• _Data section_
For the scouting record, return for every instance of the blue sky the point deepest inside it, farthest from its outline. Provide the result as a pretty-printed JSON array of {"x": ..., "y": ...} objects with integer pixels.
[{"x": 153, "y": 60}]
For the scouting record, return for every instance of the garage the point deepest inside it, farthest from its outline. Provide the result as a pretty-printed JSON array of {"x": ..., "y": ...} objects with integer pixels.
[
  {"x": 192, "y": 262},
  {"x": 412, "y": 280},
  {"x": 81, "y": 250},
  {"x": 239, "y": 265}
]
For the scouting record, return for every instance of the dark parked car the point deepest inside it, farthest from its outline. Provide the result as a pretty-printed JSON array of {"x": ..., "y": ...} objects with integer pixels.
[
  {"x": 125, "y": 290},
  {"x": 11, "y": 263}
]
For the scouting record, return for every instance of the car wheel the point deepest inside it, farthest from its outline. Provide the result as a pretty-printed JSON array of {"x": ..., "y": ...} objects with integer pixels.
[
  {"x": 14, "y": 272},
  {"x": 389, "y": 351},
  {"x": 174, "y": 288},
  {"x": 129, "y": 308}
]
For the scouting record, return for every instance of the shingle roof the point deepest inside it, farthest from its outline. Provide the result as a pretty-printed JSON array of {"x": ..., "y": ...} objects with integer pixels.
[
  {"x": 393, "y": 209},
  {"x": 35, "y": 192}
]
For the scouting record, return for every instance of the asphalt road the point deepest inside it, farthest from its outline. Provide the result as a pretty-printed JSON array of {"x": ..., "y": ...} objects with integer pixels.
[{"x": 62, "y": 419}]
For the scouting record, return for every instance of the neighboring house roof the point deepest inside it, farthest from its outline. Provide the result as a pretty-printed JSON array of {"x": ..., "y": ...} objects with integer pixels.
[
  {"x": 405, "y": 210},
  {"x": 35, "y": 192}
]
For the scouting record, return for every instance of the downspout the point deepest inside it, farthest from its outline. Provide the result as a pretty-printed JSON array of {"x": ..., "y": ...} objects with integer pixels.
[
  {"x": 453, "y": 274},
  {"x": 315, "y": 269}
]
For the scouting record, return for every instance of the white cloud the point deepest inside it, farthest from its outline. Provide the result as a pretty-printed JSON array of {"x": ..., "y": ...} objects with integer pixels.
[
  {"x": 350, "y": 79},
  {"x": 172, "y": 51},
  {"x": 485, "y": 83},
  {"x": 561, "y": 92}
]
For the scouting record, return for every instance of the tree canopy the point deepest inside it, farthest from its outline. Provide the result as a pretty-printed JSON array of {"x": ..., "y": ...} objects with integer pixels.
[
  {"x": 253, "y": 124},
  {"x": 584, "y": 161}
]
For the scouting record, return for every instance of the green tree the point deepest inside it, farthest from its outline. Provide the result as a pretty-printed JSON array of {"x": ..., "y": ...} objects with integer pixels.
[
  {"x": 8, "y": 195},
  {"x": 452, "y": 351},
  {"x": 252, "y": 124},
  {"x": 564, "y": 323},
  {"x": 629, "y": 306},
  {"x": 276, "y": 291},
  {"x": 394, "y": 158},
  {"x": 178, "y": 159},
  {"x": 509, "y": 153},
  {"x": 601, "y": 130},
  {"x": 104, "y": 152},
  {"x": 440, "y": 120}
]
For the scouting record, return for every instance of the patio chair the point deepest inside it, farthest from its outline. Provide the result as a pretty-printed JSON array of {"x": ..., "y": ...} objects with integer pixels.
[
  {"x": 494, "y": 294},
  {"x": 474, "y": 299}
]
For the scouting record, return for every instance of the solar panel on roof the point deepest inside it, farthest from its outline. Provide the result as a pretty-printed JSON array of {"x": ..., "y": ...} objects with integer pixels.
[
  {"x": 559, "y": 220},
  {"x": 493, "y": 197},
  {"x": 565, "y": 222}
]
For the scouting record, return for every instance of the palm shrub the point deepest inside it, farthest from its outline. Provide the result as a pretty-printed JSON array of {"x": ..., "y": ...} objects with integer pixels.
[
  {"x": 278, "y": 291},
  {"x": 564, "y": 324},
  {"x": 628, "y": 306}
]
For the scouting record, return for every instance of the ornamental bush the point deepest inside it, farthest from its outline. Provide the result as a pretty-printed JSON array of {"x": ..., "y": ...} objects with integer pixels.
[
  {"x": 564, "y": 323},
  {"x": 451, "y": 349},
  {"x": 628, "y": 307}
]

• _Problem to work on_
From the line containing "For the scouting record, return for every instance of the green" to the last line of the material, please quote every line exactly and only those.

• _Solution below_
For the scouting record, return for every instance of the green tree the point deepest inside it, farthest from its outline. Provide the result as a pretty-printed JSON array of {"x": ..., "y": ...} objects with integer pixels.
[
  {"x": 8, "y": 195},
  {"x": 452, "y": 351},
  {"x": 252, "y": 124},
  {"x": 564, "y": 323},
  {"x": 629, "y": 306},
  {"x": 276, "y": 291},
  {"x": 394, "y": 158},
  {"x": 178, "y": 159},
  {"x": 509, "y": 153},
  {"x": 601, "y": 130},
  {"x": 104, "y": 152},
  {"x": 440, "y": 120}
]
For the scouting record, return for every instance of the patio chair the point deepest inside it, farthest from its outline. Provide the result as a pretty-printed JSON array of {"x": ..., "y": ...} objects with integer pixels.
[
  {"x": 494, "y": 294},
  {"x": 474, "y": 299}
]
For the scouting record, return for every instance of the solar panel on roof the point deepest inside it, farthest from its outline. Provide the result as a pretty-printed JSON array of {"x": ..., "y": ...} objects with integer pixels.
[
  {"x": 559, "y": 220},
  {"x": 493, "y": 197},
  {"x": 565, "y": 222}
]
For the scouting record, return for every instance of the palm shrub the point deepest inside it, farthest from its outline. Provide the result as a pretty-printed JSON array of {"x": ..., "y": ...} objects with integer pixels.
[
  {"x": 278, "y": 291},
  {"x": 564, "y": 324},
  {"x": 628, "y": 306}
]
For the scouting record, return for every instance of the ornamental bush the point deepest inside it, farthest from its outline. Provide the result as a pretty-printed JSON array of {"x": ..., "y": ...} objects with integer pixels.
[
  {"x": 564, "y": 323},
  {"x": 451, "y": 349},
  {"x": 628, "y": 307}
]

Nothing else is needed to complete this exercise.